Quoted passage:
————
If you spend a big chunk of your week looking after someone — a parent, partner, child or friend with an illness or disability — there's a payment for that, and millions of carers never claim it. It works differently in the UK and Ireland, so this guide covers both. Caring is unpaid work that saves the state a fortune; this is a small recognition of it.
Quick facts
- Who
- You care for someone 35+ hours a week (UK) / full-time (Ireland)
- UK
- A weekly Carer's Allowance, with an earnings limit
- Ireland
- Carer's Allowance (means-tested) or Carer's Benefit (PRSI-based)
- Bonus (IE)
- An annual Carer's Support Grant paid every June
- Where
- GOV.UK (UK) · MyWelfare / gov.ie (Ireland)
In the UK
You can usually claim Carer's Allowance if:
- You care for someone for at least 35 hours a week.
————
Records supplied:
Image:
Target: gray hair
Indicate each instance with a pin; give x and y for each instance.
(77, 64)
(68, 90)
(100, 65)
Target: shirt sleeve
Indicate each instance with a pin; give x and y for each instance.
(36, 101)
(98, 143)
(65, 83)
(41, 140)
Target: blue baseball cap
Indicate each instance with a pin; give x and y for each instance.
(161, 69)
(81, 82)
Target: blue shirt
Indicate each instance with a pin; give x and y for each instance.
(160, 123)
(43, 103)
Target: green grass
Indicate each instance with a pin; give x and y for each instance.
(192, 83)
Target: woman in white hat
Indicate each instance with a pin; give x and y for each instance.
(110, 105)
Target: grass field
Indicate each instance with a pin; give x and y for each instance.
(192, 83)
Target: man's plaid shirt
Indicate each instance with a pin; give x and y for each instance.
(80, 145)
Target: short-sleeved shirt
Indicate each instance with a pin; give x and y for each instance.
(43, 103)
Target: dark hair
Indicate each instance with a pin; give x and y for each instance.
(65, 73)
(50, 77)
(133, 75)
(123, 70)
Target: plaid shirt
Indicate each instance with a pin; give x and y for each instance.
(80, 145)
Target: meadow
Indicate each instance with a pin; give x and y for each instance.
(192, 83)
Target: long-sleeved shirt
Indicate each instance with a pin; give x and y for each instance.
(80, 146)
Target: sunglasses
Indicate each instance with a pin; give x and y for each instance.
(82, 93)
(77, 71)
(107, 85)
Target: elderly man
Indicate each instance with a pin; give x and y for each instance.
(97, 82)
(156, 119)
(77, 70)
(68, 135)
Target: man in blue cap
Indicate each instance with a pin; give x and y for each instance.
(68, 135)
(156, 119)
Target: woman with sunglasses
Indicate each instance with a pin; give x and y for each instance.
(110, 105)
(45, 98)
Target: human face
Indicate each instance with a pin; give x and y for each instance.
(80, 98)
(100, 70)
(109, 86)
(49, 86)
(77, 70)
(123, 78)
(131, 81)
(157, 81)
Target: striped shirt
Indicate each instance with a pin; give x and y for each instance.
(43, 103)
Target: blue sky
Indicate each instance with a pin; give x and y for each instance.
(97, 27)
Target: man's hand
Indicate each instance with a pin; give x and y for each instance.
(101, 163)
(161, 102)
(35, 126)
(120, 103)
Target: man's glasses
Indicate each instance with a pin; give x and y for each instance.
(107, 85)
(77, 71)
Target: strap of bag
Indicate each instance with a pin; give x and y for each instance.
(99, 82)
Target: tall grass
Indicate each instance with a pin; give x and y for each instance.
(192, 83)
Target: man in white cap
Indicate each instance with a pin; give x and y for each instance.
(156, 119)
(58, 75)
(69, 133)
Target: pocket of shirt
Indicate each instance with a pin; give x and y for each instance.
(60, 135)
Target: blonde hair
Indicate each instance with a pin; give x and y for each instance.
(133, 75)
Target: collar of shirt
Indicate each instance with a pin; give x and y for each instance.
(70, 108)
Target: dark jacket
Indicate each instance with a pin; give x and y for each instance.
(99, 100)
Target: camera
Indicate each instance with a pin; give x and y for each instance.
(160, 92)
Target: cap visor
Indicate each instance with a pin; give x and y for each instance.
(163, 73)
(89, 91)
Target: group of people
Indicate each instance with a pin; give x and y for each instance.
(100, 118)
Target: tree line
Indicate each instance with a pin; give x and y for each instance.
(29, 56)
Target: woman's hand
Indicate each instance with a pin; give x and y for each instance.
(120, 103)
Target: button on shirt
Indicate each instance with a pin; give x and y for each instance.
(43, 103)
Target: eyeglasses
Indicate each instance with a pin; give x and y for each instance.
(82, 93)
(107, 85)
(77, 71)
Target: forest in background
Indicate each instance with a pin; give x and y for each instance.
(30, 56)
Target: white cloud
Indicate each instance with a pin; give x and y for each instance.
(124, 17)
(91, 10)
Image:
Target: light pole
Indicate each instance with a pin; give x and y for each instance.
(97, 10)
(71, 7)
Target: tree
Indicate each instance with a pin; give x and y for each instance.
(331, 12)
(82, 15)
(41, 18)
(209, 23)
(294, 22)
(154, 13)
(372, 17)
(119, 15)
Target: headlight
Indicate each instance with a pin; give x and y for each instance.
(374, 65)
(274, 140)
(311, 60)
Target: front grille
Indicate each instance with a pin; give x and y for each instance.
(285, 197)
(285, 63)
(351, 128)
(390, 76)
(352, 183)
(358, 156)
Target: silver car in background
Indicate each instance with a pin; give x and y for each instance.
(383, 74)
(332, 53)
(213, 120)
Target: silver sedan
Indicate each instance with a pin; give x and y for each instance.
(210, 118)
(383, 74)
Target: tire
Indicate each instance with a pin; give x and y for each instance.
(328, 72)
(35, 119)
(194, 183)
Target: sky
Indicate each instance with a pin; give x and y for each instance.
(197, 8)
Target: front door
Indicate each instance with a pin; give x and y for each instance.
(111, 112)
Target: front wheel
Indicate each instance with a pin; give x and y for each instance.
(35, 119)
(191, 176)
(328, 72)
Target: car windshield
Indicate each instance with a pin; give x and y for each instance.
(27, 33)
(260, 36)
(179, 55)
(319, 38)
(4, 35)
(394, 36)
————
Parts of the exercise:
1 > According to the carer payment guide, when is Ireland's annual Carer's Support Grant paid?
2 > Using the carer payment guide, state whether each statement agrees with it, answering yes or no and quoting the deciding words: (a) In the UK, Carer's Allowance comes with an earnings limit. (b) In Ireland, Carer's Benefit is means-tested. (c) To claim Carer's Allowance in the UK, you must care for someone at least 20 hours a week.
3 > Carry on the carer payment guide from its final line.
The material shown with this text comes from a separate source.

Expected responses:
1 > Every June.

2 >
(a) Yes: "A weekly Carer's Allowance, with an earnings limit"
(b) No: "Carer's Allowance (means-tested) or Carer's Benefit (PRSI-based)"
(c) No: "You care for someone for at least 35 hours a week."

3 >
- The person you care for gets a qualifying disability benefit (such as PIP daily living, Attendance Allowance, or Disability Living Allowance).
- You earn under the weekly earnings limit after allowable deductions (the limit rises most years — check the current figure).
- You're not in full-time education.
It's a weekly payment, and importantly it can come with National Insurance credits that protect your State Pension. It can also affect (or be affected by) other benefits, so it's worth checking the whole picture.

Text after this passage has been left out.